----- WORKING DATA -----

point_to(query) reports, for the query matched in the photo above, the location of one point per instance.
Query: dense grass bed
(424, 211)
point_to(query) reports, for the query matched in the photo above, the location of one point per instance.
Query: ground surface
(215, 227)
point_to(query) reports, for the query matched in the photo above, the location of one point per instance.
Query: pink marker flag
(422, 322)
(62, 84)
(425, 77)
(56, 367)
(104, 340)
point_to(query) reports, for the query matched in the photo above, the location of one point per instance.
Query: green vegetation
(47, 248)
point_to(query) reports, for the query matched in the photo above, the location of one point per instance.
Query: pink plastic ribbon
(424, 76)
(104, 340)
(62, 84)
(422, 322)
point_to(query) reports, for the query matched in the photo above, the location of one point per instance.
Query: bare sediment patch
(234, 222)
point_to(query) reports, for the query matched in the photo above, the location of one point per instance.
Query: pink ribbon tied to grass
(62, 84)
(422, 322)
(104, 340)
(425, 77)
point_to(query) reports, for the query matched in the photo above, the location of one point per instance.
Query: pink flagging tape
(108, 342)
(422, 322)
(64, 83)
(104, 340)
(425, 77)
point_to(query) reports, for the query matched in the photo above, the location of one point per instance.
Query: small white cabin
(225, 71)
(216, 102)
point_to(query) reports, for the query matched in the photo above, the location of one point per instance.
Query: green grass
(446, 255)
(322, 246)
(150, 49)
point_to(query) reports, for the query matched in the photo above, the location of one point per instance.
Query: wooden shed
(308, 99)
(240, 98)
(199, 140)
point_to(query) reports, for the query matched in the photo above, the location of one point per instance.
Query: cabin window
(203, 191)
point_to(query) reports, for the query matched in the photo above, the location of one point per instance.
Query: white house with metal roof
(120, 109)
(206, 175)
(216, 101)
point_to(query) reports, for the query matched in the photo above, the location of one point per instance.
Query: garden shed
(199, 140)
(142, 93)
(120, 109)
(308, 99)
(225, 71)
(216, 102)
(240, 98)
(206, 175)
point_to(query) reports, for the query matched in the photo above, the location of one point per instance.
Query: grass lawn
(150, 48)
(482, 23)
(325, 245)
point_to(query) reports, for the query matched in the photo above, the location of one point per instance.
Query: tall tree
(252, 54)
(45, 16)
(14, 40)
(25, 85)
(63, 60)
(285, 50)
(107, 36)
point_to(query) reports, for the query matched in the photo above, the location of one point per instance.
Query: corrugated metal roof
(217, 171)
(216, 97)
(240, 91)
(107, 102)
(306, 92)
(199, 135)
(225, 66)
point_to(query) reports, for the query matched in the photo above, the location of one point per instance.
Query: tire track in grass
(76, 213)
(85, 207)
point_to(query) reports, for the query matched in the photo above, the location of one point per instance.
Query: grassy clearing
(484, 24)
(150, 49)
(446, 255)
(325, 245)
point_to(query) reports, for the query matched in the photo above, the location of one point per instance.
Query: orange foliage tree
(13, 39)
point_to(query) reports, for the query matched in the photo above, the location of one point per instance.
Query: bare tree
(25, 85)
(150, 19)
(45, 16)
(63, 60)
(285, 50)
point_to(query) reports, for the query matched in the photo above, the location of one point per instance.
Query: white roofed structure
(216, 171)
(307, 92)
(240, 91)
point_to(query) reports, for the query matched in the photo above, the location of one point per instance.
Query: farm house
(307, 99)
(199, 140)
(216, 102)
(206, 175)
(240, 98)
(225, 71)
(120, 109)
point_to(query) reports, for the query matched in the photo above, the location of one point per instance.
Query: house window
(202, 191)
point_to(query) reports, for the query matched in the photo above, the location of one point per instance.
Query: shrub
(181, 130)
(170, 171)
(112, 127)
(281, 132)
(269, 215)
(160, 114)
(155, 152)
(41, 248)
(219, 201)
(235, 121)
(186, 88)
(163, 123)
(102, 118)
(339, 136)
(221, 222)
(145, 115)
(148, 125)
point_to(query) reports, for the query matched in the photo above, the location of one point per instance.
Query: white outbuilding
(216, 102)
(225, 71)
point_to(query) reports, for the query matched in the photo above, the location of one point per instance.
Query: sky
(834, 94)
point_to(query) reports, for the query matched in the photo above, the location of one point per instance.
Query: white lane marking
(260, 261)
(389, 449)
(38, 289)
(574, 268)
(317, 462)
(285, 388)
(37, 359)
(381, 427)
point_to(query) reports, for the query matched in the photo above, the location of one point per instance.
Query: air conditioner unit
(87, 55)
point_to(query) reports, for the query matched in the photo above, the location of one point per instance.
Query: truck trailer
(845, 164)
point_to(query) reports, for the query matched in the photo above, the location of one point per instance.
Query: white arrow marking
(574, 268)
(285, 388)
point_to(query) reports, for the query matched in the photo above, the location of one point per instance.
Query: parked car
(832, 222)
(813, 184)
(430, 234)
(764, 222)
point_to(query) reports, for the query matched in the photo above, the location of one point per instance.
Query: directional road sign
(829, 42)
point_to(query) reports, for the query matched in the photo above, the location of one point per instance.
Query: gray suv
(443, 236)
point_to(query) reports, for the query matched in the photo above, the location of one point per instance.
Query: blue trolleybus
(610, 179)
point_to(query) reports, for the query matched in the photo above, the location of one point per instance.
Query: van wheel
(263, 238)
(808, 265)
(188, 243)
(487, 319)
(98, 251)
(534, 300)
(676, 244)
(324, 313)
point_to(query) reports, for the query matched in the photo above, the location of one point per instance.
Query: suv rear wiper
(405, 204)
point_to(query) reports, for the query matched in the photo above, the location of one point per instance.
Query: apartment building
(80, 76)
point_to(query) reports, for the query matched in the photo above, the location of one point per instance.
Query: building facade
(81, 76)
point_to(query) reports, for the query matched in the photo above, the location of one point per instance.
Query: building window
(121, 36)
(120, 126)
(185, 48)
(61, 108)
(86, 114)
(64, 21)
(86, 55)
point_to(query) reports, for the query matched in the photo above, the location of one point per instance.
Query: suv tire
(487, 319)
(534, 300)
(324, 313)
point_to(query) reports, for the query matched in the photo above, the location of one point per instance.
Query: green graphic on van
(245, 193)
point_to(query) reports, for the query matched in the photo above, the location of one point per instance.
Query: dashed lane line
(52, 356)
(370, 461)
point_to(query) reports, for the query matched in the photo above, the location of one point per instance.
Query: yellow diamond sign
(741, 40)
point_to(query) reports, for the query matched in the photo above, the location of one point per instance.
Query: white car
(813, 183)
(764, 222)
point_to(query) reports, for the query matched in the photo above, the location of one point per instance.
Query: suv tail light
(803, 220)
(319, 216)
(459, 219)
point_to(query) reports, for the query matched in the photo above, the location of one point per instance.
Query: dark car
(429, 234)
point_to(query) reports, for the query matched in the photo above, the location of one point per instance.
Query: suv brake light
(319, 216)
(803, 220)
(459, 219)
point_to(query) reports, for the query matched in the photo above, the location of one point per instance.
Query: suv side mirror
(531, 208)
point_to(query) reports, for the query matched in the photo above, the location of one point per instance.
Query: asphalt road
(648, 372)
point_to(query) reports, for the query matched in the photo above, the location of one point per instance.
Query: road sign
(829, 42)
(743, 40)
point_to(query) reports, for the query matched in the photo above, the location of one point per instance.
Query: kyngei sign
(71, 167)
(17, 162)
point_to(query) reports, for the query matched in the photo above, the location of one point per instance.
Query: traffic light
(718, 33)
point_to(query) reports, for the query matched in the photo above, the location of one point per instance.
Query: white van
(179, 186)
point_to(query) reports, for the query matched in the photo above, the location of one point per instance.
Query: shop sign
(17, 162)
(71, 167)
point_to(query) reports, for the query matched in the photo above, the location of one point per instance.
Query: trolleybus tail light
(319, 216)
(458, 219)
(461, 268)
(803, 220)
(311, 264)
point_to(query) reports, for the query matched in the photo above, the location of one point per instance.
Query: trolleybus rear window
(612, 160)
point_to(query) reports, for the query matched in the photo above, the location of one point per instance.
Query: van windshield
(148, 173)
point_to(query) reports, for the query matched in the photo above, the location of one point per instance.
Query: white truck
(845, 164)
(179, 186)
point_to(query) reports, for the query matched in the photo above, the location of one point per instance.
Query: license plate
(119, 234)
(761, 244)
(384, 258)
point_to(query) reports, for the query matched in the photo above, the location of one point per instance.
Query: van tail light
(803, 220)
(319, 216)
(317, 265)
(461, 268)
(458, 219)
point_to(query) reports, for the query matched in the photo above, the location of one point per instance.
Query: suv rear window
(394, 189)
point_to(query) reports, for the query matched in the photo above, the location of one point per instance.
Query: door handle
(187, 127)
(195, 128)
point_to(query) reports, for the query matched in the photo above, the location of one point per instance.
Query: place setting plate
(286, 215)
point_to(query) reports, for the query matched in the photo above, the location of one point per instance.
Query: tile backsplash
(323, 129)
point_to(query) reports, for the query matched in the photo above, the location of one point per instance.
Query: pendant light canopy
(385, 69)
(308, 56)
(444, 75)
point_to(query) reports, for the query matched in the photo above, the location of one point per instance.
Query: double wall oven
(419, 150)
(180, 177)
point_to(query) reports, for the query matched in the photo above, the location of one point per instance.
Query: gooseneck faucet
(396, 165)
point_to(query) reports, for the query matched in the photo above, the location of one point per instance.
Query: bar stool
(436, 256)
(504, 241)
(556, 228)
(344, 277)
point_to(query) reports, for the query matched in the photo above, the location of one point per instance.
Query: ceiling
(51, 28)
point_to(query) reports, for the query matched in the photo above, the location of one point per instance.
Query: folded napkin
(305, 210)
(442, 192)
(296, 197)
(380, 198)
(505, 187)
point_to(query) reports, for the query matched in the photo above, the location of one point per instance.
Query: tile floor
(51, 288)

-----

Locate every line in the records above that contains the word "metal", treating uppercase and lowercase as different, and copy each of those lines.

RESPONSE:
Query: white house with metal roof
Query: corrugated metal roof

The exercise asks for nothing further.